* **Source document**:
* * *

Siah Hwee Ang says many countries still are not ready for globalisation

By Siah Hwee Ang*

Early this year, the European Union began to engage in discussions and debates around whether it should grant China “market economy status”.

Clause 2 of Article 15 of the Protocol of China’s Accession to the WTO in 2001 covers the procedure surrounding what happens when another WTO member launches an antidumping investigation into a product imported from China. Namely, that member should not use the product’s price in China’s domestic market as a comparison, but rather the price of that product in a third country.

This discriminatory practice was put in place for fifteen years and is now up for review in 2016.

Implications of not being a market economy

Thus despite being a member of the World Trade Organization (WTO) for the last 15 years, China is still not recognised as a market economy. If it were, there would be no need to use a third country as benchmark.

The US has argued for years that China has not yet fulfilled the criteria to be granted market economy status. Meanwhile, China argues that since it has been allowed to join the WTO, market economy status should be awarded as a matter of course.

* * *

Extracted data entries
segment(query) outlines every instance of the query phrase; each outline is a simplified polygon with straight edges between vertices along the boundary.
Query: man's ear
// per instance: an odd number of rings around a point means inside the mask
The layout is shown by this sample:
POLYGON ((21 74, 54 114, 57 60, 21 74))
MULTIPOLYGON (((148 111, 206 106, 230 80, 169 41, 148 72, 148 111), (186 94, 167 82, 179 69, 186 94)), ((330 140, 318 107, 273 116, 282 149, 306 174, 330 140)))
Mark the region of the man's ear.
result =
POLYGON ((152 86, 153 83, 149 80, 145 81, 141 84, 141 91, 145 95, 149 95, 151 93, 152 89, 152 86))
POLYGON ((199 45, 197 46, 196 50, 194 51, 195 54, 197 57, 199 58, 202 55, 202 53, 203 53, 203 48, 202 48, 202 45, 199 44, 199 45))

* * *

* **Short task A**: Translate this sentence from the article on China's market economy status into Spanish: "This discriminatory practice was put in place for fifteen years and is now up for review in 2016."
* **Short task B**: Reproduce verbatim the portion of the article on China's market economy status between "Clause 2 of" and "country as benchmark.", inclusive.

* **Written reply A**: Esta práctica discriminatoria se estableció durante quince años y ahora está sujeta a revisión en 2016.

* **Written reply B**:
Clause 2 of Article 15 of the Protocol of China’s Accession to the WTO in 2001 covers the procedure surrounding what happens when another WTO member launches an antidumping investigation into a product imported from China. Namely, that member should not use the product’s price in China’s domestic market as a comparison, but rather the price of that product in a third country.

This discriminatory practice was put in place for fifteen years and is now up for review in 2016.

Implications of not being a market economy

Thus despite being a member of the World Trade Organization (WTO) for the last 15 years, China is still not recognised as a market economy. If it were, there would be no need to use a third country as benchmark.